(Pointing lines)

┄┄┄┄┄┄

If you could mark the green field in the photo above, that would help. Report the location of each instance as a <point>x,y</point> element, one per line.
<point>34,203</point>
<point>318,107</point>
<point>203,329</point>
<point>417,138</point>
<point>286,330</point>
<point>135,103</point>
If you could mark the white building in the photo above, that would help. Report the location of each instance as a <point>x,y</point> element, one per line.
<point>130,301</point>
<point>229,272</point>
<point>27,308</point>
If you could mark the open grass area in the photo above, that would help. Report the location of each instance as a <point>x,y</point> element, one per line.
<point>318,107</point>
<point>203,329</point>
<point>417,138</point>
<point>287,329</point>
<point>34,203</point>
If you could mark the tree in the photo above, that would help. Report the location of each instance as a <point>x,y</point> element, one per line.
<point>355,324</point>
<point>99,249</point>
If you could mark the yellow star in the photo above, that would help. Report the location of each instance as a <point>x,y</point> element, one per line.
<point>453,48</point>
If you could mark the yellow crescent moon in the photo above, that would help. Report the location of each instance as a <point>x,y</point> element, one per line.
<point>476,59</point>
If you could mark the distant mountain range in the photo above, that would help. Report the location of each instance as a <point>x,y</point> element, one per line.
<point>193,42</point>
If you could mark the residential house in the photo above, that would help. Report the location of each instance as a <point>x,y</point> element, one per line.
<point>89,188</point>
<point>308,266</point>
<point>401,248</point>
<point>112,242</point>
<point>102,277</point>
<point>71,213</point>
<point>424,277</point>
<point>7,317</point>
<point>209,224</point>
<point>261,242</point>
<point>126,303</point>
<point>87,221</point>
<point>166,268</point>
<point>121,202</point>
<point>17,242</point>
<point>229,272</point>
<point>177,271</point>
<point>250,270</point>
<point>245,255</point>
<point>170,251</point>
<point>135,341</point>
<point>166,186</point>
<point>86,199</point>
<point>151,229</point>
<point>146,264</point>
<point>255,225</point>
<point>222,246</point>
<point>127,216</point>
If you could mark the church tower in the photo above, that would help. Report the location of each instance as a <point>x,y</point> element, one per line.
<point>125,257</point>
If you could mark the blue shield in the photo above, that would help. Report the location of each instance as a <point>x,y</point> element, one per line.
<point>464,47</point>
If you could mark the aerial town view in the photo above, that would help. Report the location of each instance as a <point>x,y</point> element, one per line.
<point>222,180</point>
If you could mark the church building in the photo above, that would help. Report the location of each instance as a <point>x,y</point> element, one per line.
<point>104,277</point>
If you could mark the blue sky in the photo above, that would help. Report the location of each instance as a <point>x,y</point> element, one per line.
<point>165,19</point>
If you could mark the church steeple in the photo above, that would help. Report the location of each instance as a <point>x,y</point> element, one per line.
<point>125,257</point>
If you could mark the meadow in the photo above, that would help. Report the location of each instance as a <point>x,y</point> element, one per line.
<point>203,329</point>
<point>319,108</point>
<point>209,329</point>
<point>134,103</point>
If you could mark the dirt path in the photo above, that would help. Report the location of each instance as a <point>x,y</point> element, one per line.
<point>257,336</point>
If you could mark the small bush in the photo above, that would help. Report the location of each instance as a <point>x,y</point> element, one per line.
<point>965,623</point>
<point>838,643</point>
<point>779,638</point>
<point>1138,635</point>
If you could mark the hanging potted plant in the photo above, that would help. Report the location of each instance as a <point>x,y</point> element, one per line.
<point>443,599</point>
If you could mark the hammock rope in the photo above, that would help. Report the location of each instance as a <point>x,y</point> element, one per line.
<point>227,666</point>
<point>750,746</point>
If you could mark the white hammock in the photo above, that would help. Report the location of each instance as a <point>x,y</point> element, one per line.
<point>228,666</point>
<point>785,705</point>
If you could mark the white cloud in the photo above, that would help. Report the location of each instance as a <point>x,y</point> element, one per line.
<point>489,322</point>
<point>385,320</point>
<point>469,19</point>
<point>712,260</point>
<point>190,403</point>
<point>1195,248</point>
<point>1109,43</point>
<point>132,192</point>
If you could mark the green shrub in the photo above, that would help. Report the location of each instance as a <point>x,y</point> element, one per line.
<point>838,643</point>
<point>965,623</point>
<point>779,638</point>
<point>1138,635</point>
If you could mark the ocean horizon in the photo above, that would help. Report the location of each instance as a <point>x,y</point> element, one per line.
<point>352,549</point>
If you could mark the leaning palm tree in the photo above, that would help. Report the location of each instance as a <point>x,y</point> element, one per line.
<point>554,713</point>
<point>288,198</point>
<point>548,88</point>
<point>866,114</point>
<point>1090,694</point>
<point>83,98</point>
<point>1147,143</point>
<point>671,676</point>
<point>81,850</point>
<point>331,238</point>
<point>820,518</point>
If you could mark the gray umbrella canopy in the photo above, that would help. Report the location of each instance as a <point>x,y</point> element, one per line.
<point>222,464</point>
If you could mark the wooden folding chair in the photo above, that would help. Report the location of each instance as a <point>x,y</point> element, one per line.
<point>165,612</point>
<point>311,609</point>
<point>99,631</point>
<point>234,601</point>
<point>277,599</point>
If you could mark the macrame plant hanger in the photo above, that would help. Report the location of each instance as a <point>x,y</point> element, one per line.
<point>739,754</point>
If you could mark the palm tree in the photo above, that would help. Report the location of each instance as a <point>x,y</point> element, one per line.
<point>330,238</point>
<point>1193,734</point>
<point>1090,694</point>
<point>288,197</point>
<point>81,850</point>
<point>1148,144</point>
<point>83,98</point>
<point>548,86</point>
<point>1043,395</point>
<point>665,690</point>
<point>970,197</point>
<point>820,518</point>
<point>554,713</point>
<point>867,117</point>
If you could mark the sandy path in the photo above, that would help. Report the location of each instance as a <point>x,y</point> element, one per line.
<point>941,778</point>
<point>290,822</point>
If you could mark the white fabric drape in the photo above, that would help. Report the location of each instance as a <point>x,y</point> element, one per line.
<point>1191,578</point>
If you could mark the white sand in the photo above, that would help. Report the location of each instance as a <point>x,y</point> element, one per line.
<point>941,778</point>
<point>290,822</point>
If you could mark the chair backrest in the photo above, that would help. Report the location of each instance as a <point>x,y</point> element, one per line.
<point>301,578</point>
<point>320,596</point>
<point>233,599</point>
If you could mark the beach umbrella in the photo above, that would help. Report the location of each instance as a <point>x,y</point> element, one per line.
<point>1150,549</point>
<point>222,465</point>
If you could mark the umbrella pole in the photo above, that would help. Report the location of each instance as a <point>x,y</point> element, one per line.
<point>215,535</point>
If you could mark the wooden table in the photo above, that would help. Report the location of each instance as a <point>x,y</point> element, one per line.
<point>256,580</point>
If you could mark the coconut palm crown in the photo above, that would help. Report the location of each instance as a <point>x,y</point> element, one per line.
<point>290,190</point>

┄┄┄┄┄┄

## EXERCISE BRIEF
Copy all of the lines above word for word.

## SOLUTION BELOW
If you could mark the green field in the photo above, that would help. Report the location of each instance as a <point>x,y</point> element, one per line.
<point>34,203</point>
<point>318,107</point>
<point>203,329</point>
<point>417,138</point>
<point>286,330</point>
<point>135,103</point>
If you could mark the white building in the photo above, that would help. Report the location of each instance as a <point>x,y</point> element, one per line.
<point>130,301</point>
<point>229,272</point>
<point>27,308</point>
If you could mark the open grass area in the photo above, that would help. Report the location of each instance as a <point>x,y</point> element, one per line.
<point>318,107</point>
<point>203,329</point>
<point>417,138</point>
<point>287,329</point>
<point>34,203</point>
If you could mark the tree in the photo above, that would help. Report the location of each instance as a <point>x,y</point> element, one per line.
<point>355,324</point>
<point>99,249</point>
If you could mark the yellow star in the photo above, that would help. Report the location of each instance as a <point>x,y</point> element, one per line.
<point>453,48</point>
If you could mark the yellow crescent moon in the photo above, that would help. Report the location of each instance as a <point>x,y</point> element, one per line.
<point>476,59</point>
If you could mark the distant mountain range in the photo above, that would help. Report the location of each instance as a <point>x,y</point> element, one per line.
<point>193,42</point>
If you could mark the residential house in the photo above, that would help. Report the location of each instance as a <point>x,y</point> element, one per line.
<point>89,188</point>
<point>308,266</point>
<point>401,248</point>
<point>112,242</point>
<point>102,277</point>
<point>71,213</point>
<point>424,277</point>
<point>7,317</point>
<point>209,224</point>
<point>261,242</point>
<point>126,303</point>
<point>87,221</point>
<point>166,268</point>
<point>121,202</point>
<point>17,242</point>
<point>229,272</point>
<point>177,271</point>
<point>250,270</point>
<point>245,255</point>
<point>170,251</point>
<point>135,341</point>
<point>166,186</point>
<point>86,199</point>
<point>151,229</point>
<point>146,264</point>
<point>255,225</point>
<point>222,246</point>
<point>127,216</point>
If you could mark the church tower in the photo above, that would help. Report the location of each instance as a <point>x,y</point> element, one per line.
<point>125,257</point>
If you could mark the blue shield in the photo above, that would help. Report the location of each instance as a <point>x,y</point> element, one per line.
<point>464,47</point>
If you could mark the aerial town view in the photo above, that would help. Report the location of each instance as a <point>x,y</point> element, one per line.
<point>222,180</point>
If you could mark the church building in the photo above, that would help. Report the location of each instance as a <point>x,y</point> element, one per line.
<point>104,277</point>
If you could mark the blue sky in the photo above, that would help. Report the location of each instance as a <point>x,y</point> element, one per line.
<point>165,19</point>
If you could mark the church steeple in the photo above, that would help. Report the location of each instance as a <point>x,y</point> element, one per line.
<point>125,257</point>
If you could mark the meadow in the photo above, that would help. Report the location of each instance as a <point>x,y</point> element, one per line.
<point>203,329</point>
<point>319,108</point>
<point>209,329</point>
<point>134,103</point>
If you could mark the dirt path in the photo above, that would help. Report the location of each instance as a <point>x,y</point> element, one per line.
<point>257,336</point>
If you could mark the small bush in the photo above, that would help. Report the location of each instance as a <point>x,y</point> element, one per line.
<point>965,623</point>
<point>838,643</point>
<point>779,638</point>
<point>1138,635</point>
If you could mark the hanging potted plant in the photo above, that would help. Report the location of each instance as a <point>x,y</point> element, one per line.
<point>443,599</point>
If you could mark the hammock rope in the photo above, that would help. Report the location of each instance as a <point>x,y</point> element, one per line.
<point>227,666</point>
<point>750,746</point>
If you could mark the white hammock in the photo above, that would help. Report the location of each instance as a <point>x,y</point> element, one per line.
<point>228,666</point>
<point>785,705</point>
If you could mark the white cloud in the photo above, that would help. Report the location of each instance as a <point>x,y</point> element, one per line.
<point>489,322</point>
<point>385,320</point>
<point>469,19</point>
<point>712,260</point>
<point>190,403</point>
<point>1195,248</point>
<point>1109,43</point>
<point>132,192</point>
If you could mark the green shrub in the photo above, that would help. Report the location of each instance as a <point>x,y</point> element, one per line.
<point>838,643</point>
<point>965,623</point>
<point>779,638</point>
<point>1138,635</point>
If you could mark the ocean horizon in the photo above, that would help. Report the location of each instance as a <point>x,y</point> element, one per line.
<point>352,549</point>
If you could mark the leaning palm tree in the photo above, that would help. Report the location of each instance as a <point>x,y</point> element, one per line.
<point>554,713</point>
<point>288,198</point>
<point>548,88</point>
<point>866,114</point>
<point>1090,694</point>
<point>83,98</point>
<point>1147,143</point>
<point>671,676</point>
<point>81,850</point>
<point>331,238</point>
<point>820,518</point>
If you could mark the gray umbrella canopy in the photo above, that would help. Report the location of each instance as a <point>x,y</point> element, one per line.
<point>222,464</point>
If you could mark the wooden folding chair in the photo above, that would help. Report the location of each instance as a <point>x,y</point> element, one per line.
<point>165,612</point>
<point>311,609</point>
<point>99,631</point>
<point>234,601</point>
<point>277,599</point>
If you could mark the macrame plant hanger in the photo above, that would help. Report the location of each instance as a <point>x,y</point> element, one per line.
<point>739,754</point>
If you could mark the palm tree in the photo above, that would help. Report the location of each instance as a <point>x,y</point> element, one per line.
<point>330,238</point>
<point>1193,734</point>
<point>1090,694</point>
<point>288,197</point>
<point>81,850</point>
<point>1148,144</point>
<point>83,98</point>
<point>548,86</point>
<point>1043,395</point>
<point>665,690</point>
<point>970,197</point>
<point>820,518</point>
<point>554,713</point>
<point>867,117</point>
If you could mark the sandy path in the photo above, that would help. Report the location of each instance as a <point>x,y</point> element, one per line.
<point>941,778</point>
<point>290,822</point>
If you could mark the white fabric drape in the photo above, that would help. Report the location of each instance as a <point>x,y</point> element, one per line.
<point>1191,578</point>
If you could mark the white sand in the photo above, that would help. Report the location of each instance as a <point>x,y</point> element, one per line.
<point>941,778</point>
<point>290,822</point>
If you could mark the chair backrest in the photo above, that would help. Report the location of each instance as a <point>x,y</point> element, one per line.
<point>301,578</point>
<point>320,596</point>
<point>233,599</point>
If you could mark the beach umbrella in the photo above, that would help. Report the location of each instance as a <point>x,y</point> element, one per line.
<point>1150,549</point>
<point>222,465</point>
If you could mark the umbrella pole in the photo above, that would help. Report the location of each instance as a <point>x,y</point> element, one per line.
<point>215,535</point>
If you could mark the wooden table in the photo above, that would help. Report the location of each instance as a <point>x,y</point> element, one per line.
<point>256,580</point>
If you could mark the coconut palm crown in the photo above, that would help. Report the location of each instance as a <point>x,y</point> element, one per line.
<point>290,190</point>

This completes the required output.